• Exercise prompt: Only the lines from the start of the data below through the line that contains "Target: woman's hand" are to be copied, exactly and without pictures.

Collected data:
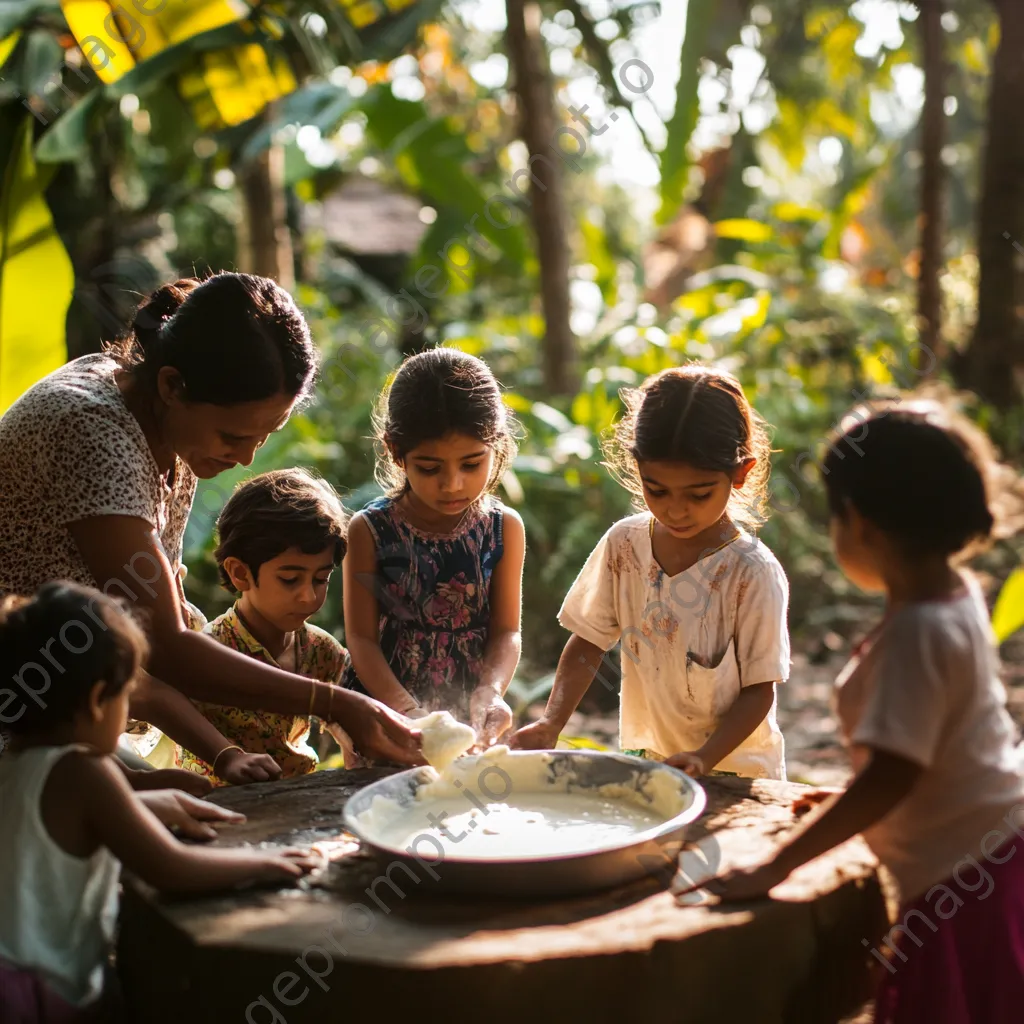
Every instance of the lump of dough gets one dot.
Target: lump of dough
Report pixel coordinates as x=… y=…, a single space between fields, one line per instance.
x=443 y=738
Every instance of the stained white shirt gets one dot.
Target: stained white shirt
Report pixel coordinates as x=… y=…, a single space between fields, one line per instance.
x=926 y=687
x=57 y=911
x=689 y=642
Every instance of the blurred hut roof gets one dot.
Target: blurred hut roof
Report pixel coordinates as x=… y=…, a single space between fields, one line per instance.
x=365 y=217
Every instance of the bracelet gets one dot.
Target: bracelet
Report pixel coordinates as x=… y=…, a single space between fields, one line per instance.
x=232 y=747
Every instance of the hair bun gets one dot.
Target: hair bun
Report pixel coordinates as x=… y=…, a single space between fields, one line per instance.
x=160 y=306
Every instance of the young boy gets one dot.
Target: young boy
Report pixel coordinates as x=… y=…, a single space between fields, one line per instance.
x=281 y=536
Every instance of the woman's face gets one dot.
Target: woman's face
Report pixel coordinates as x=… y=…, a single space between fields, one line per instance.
x=210 y=439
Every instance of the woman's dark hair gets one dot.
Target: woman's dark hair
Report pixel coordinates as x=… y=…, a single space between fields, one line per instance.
x=96 y=641
x=435 y=393
x=916 y=471
x=233 y=338
x=265 y=516
x=700 y=417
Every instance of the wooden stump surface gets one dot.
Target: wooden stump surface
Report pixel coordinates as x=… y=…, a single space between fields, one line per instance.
x=354 y=939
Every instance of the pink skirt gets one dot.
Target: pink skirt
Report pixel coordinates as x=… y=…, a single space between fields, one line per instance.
x=25 y=998
x=970 y=970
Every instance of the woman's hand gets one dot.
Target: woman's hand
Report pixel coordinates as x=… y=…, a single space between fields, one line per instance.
x=169 y=778
x=238 y=767
x=378 y=732
x=489 y=716
x=689 y=762
x=186 y=814
x=539 y=735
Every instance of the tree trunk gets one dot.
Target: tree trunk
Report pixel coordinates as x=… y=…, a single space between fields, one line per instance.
x=994 y=358
x=528 y=57
x=264 y=241
x=932 y=132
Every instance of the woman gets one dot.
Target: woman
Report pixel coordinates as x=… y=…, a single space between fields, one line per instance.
x=98 y=466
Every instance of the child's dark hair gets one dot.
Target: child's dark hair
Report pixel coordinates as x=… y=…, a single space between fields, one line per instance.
x=698 y=416
x=435 y=393
x=233 y=338
x=288 y=508
x=97 y=642
x=916 y=471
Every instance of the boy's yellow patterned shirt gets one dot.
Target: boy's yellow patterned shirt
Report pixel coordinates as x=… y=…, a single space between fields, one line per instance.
x=283 y=736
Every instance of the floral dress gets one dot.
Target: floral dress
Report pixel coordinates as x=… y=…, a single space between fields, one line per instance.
x=283 y=736
x=433 y=591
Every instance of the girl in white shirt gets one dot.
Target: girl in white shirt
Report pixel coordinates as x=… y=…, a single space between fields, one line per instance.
x=69 y=818
x=697 y=602
x=939 y=791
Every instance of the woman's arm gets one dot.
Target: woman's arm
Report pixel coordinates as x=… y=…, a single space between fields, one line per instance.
x=361 y=617
x=491 y=715
x=125 y=557
x=885 y=780
x=747 y=713
x=577 y=668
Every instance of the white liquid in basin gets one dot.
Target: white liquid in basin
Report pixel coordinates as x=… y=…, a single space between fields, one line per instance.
x=540 y=825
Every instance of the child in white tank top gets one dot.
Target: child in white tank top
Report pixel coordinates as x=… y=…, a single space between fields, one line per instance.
x=69 y=817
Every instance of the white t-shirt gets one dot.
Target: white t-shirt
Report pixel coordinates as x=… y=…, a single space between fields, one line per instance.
x=689 y=642
x=926 y=687
x=58 y=911
x=71 y=450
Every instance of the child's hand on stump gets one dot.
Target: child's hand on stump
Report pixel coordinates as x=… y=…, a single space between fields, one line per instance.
x=186 y=814
x=238 y=767
x=170 y=778
x=688 y=762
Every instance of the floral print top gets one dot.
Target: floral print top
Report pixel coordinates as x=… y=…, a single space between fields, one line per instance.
x=283 y=736
x=433 y=591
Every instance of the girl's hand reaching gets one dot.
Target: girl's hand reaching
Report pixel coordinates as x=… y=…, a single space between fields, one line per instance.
x=186 y=814
x=238 y=767
x=489 y=716
x=378 y=732
x=539 y=735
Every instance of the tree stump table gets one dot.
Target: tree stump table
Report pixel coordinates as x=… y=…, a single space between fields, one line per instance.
x=360 y=940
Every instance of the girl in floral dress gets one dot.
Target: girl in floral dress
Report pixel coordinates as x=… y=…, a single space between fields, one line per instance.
x=433 y=574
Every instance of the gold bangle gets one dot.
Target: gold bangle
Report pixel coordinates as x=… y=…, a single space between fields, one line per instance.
x=231 y=747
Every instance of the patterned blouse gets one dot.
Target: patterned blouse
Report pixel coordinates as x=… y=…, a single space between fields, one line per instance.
x=283 y=736
x=433 y=591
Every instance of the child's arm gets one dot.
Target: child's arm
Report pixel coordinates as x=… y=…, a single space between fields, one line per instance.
x=174 y=714
x=116 y=818
x=491 y=716
x=885 y=780
x=577 y=668
x=747 y=713
x=361 y=615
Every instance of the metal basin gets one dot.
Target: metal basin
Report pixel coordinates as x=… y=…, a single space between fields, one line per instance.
x=648 y=852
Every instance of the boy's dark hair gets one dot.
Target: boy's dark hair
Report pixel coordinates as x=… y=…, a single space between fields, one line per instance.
x=918 y=472
x=97 y=642
x=233 y=338
x=435 y=393
x=288 y=508
x=698 y=416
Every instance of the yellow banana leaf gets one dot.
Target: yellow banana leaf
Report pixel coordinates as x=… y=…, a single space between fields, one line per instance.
x=36 y=275
x=1008 y=615
x=7 y=46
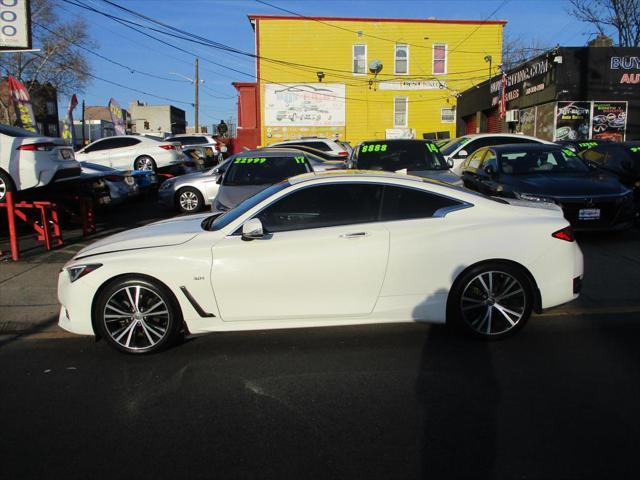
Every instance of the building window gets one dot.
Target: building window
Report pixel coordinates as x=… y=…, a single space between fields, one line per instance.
x=439 y=59
x=400 y=110
x=448 y=115
x=402 y=59
x=360 y=59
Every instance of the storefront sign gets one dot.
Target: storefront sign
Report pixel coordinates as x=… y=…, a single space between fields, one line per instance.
x=609 y=120
x=413 y=85
x=572 y=120
x=15 y=25
x=304 y=104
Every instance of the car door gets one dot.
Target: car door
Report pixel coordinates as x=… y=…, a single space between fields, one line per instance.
x=97 y=152
x=324 y=255
x=123 y=153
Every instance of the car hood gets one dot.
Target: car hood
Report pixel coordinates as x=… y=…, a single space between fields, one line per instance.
x=231 y=196
x=165 y=233
x=446 y=176
x=568 y=184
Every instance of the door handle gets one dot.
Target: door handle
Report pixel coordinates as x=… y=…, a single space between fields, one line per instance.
x=355 y=235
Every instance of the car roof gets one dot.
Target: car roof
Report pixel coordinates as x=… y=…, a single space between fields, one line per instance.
x=524 y=147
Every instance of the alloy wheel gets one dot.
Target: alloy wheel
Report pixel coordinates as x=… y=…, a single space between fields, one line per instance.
x=493 y=303
x=136 y=318
x=189 y=201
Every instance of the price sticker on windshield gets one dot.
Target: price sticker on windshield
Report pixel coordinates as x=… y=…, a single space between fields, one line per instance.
x=432 y=147
x=250 y=160
x=374 y=147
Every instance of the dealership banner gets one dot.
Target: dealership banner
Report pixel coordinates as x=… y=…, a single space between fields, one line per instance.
x=68 y=133
x=22 y=105
x=609 y=121
x=117 y=117
x=573 y=120
x=309 y=105
x=15 y=25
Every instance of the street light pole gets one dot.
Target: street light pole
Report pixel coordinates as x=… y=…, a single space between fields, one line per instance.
x=197 y=83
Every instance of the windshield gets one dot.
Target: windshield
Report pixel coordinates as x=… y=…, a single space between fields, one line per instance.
x=537 y=161
x=216 y=222
x=399 y=155
x=264 y=170
x=453 y=144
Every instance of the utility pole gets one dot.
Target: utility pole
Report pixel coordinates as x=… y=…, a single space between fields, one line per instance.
x=197 y=83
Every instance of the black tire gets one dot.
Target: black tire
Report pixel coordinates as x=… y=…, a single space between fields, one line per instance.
x=6 y=185
x=145 y=162
x=121 y=319
x=491 y=301
x=189 y=200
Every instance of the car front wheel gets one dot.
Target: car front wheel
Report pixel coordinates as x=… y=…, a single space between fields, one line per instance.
x=189 y=200
x=145 y=163
x=491 y=301
x=136 y=315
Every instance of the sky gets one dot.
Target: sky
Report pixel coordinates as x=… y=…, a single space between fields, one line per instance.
x=538 y=22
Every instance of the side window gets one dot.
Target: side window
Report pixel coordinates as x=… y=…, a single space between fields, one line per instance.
x=402 y=203
x=323 y=206
x=473 y=162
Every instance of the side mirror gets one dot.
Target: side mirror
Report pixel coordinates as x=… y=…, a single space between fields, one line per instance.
x=490 y=170
x=252 y=229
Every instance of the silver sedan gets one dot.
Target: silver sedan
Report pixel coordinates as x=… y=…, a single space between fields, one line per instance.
x=192 y=192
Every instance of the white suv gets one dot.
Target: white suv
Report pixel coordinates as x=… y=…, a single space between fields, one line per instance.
x=457 y=149
x=126 y=152
x=28 y=160
x=336 y=148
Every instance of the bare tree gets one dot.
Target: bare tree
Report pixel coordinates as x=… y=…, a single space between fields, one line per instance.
x=59 y=63
x=607 y=16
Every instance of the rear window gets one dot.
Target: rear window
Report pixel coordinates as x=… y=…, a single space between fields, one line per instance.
x=264 y=170
x=399 y=155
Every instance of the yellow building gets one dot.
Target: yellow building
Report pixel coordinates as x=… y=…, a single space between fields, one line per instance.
x=365 y=78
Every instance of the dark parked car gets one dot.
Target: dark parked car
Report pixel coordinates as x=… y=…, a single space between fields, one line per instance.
x=591 y=199
x=619 y=159
x=415 y=157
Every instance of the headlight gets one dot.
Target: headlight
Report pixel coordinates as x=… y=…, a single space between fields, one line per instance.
x=167 y=184
x=79 y=271
x=530 y=197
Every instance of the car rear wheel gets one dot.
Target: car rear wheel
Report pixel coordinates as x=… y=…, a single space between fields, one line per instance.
x=145 y=162
x=135 y=315
x=189 y=200
x=491 y=301
x=6 y=185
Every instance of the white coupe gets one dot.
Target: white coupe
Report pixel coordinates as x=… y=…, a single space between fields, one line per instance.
x=326 y=249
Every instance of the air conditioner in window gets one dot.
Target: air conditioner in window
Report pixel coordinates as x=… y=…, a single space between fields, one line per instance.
x=513 y=116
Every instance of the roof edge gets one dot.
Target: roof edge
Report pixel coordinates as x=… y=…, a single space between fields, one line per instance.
x=252 y=17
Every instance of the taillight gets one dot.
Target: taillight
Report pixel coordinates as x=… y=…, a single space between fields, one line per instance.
x=39 y=147
x=565 y=234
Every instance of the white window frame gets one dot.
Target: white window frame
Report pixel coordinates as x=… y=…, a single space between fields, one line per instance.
x=353 y=58
x=406 y=112
x=433 y=58
x=452 y=110
x=395 y=58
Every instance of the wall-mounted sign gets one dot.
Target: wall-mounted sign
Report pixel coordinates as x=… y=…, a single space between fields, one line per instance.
x=412 y=85
x=304 y=104
x=15 y=25
x=572 y=120
x=609 y=120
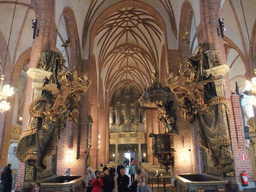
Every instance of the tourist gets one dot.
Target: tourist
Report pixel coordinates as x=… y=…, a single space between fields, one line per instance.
x=112 y=171
x=138 y=168
x=37 y=188
x=97 y=183
x=132 y=171
x=142 y=186
x=105 y=167
x=122 y=181
x=6 y=178
x=90 y=177
x=108 y=182
x=119 y=167
x=17 y=188
x=133 y=186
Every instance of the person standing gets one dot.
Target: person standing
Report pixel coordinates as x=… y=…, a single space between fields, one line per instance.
x=97 y=183
x=6 y=178
x=112 y=171
x=138 y=168
x=37 y=188
x=90 y=177
x=142 y=186
x=122 y=181
x=17 y=188
x=132 y=171
x=119 y=167
x=108 y=182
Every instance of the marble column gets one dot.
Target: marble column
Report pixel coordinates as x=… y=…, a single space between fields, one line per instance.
x=139 y=152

• Result of this task:
Every instance of the lump of dough gets one dot.
Target: lump of dough
Report pixel coordinates as x=… y=…, a single space between fields, one line per instance.
x=443 y=738
Every instance of the stained white shirt gets one dot.
Target: stained white shirt
Report pixel coordinates as x=… y=…, a single space between fields, one line per instance.
x=926 y=687
x=57 y=911
x=689 y=642
Every instance of the blurred hut roof gets one dot.
Target: blurred hut roof
Report pixel coordinates as x=… y=…, a single space between fields, one line per instance.
x=365 y=217
Every instance of the bracelet gets one dot.
Target: bracelet
Report pixel coordinates as x=… y=…, a single space between fields, one line per instance.
x=232 y=747
Every instance of the hair bun gets one dot.
Target: hair bun
Report pixel coordinates as x=… y=…, a single space between fields, one line per instance.
x=160 y=306
Every instance of the young boy gets one dot.
Target: young boy
Report pixel coordinates as x=… y=…, a single space between fields, one line per instance.
x=281 y=536
Every instance of the woman's face gets one dot.
Target: woman's face
Report pixel coordinates as x=… y=…, a single space between fields, one line per instance.
x=210 y=439
Every instance of the woman's dark hair gets one dot.
Target: woman's dark hair
Report pixel coordinates as x=… y=…, a single space between fields, one line per instance.
x=96 y=641
x=435 y=393
x=916 y=471
x=233 y=338
x=265 y=516
x=700 y=417
Every instance of the wooden stump surface gets one dot.
Target: wooden stump surface
Report pixel coordinates as x=… y=…, a single space between fields, one line per instance.
x=354 y=939
Every instance of the pink skirt gets one dot.
Target: pink skirt
Report pixel coordinates as x=… y=…, a single space between fields, one line per instance.
x=25 y=998
x=970 y=970
Every instance of the woman's hand gets one dot.
Target: woman's hand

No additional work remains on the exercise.